• _WHAT THIS TASK INVOLVES_:
Exactly the lines from the one containing "# test: locate points for every instance of the train front" through the final line of the listing are to be retyped, and nothing more.

###

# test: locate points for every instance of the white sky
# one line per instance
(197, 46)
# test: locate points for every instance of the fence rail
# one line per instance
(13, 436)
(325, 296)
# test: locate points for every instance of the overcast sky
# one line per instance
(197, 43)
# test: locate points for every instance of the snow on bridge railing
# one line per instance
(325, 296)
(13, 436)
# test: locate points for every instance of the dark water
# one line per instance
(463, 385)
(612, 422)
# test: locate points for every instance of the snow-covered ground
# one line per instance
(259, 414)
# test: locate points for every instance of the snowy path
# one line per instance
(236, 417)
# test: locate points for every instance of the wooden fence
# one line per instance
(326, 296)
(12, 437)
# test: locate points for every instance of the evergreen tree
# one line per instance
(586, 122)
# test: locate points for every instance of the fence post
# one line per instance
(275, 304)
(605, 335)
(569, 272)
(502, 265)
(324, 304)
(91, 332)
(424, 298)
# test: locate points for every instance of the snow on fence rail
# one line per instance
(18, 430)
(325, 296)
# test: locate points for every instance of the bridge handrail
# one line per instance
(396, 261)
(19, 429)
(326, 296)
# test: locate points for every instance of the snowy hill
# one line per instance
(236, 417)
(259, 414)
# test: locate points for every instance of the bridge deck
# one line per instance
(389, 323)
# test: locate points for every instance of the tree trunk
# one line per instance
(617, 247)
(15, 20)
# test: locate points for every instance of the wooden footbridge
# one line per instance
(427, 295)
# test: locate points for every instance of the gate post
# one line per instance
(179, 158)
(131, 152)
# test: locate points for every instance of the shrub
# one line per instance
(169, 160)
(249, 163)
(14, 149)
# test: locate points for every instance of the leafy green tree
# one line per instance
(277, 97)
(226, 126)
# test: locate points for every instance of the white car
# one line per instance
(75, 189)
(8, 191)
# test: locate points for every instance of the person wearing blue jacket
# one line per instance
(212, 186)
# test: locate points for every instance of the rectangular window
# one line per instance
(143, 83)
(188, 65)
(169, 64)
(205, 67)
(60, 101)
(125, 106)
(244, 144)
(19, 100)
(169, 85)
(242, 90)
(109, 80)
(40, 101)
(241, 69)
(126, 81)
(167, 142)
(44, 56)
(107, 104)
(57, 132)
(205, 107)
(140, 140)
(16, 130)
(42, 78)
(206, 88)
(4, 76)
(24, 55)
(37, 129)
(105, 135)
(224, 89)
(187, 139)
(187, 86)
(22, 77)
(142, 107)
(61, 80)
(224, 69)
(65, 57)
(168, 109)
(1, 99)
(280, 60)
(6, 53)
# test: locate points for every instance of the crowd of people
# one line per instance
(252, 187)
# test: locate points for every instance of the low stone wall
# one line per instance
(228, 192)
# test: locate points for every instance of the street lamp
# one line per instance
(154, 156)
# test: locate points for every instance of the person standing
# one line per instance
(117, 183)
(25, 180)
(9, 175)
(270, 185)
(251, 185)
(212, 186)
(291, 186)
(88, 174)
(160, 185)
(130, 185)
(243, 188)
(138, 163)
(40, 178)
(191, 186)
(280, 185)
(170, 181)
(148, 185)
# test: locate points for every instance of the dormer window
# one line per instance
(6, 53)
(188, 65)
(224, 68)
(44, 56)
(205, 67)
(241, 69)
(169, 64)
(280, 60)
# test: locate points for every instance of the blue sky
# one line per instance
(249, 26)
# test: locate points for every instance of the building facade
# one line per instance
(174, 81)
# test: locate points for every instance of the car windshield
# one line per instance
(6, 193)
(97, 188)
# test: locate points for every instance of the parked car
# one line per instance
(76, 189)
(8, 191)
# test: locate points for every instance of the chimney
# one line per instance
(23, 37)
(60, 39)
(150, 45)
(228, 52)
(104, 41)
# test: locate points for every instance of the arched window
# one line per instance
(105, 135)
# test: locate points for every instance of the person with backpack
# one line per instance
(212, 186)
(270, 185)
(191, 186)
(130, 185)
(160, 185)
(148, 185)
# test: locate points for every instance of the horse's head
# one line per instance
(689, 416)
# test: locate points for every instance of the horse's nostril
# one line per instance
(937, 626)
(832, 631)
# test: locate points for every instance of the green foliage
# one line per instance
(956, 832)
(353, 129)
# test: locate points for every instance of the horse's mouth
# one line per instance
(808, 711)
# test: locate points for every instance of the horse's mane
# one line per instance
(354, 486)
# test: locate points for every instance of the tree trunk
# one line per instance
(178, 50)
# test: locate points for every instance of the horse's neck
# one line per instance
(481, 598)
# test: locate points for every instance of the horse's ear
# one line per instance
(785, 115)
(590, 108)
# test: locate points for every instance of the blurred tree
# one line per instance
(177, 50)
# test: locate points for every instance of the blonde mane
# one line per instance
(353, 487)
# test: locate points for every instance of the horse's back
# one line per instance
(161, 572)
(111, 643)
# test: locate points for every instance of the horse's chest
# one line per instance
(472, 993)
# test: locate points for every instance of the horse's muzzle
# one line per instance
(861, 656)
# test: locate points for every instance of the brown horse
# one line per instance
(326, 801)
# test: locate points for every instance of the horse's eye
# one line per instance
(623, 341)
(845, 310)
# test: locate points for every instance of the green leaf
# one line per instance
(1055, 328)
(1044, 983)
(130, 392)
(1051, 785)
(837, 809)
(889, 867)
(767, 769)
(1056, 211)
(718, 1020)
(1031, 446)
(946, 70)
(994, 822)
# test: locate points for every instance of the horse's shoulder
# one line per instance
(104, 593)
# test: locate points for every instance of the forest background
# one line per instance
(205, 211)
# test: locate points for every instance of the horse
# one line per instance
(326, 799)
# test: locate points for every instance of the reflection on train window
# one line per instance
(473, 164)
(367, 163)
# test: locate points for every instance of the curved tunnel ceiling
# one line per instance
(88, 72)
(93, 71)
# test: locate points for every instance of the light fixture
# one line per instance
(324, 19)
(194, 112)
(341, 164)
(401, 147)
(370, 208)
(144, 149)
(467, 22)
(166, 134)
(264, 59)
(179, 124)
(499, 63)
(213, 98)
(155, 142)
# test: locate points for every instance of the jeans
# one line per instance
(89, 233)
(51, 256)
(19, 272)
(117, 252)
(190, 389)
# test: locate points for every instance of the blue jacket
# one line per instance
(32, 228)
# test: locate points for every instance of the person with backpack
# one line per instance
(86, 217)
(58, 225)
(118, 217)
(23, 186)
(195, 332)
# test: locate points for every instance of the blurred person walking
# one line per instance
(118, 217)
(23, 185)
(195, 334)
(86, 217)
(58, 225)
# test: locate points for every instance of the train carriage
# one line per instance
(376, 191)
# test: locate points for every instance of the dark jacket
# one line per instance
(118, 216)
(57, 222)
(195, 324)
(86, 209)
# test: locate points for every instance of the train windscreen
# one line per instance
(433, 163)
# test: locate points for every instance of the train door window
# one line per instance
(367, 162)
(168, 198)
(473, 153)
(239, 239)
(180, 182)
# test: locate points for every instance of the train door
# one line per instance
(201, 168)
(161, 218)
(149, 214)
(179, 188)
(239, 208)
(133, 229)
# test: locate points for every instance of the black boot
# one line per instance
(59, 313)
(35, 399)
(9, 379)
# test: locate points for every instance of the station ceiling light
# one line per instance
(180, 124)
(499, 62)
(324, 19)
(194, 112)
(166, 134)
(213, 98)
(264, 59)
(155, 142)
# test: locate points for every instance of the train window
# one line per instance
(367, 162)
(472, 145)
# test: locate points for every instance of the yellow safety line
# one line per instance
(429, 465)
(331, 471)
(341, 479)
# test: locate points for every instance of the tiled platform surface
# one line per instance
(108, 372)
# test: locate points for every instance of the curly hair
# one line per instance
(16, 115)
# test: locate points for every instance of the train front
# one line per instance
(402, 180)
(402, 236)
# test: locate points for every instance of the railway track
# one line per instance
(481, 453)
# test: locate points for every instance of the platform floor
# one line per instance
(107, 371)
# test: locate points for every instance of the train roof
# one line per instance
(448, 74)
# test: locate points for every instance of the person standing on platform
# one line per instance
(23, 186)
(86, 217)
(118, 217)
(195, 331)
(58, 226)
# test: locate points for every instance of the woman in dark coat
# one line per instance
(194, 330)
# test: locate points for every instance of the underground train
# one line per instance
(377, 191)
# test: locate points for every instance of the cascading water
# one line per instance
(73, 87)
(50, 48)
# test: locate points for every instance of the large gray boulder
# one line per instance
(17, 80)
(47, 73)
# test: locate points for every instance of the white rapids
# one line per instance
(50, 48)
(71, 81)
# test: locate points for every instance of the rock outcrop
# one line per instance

###

• _EXERCISE SOLUTION_:
# test: locate points for every instance of the train front
# one line per instance
(402, 180)
(402, 236)
# test: locate points for every instance of the railway track
# one line per instance
(481, 453)
# test: locate points for every instance of the platform floor
# one line per instance
(107, 371)
# test: locate points for every instance of the train roof
# one line per instance
(448, 74)
# test: locate points for every instance of the person standing on platform
# one line per instance
(23, 186)
(86, 217)
(118, 217)
(195, 331)
(58, 226)
# test: locate points for every instance of the woman in dark coat
# one line per instance
(194, 330)
# test: locate points for every instance of the underground train
# one line per instance
(377, 191)
# test: locate points for every instance of the cascading water
# one line per instance
(73, 87)
(50, 48)
# test: locate points for every instance of the large gray boulder
# one line per instance
(17, 80)
(47, 73)
# test: locate points for every instance of the white rapids
# one line per instance
(50, 48)
(71, 81)
# test: locate points for every instance of the rock outcrop
# one line per instance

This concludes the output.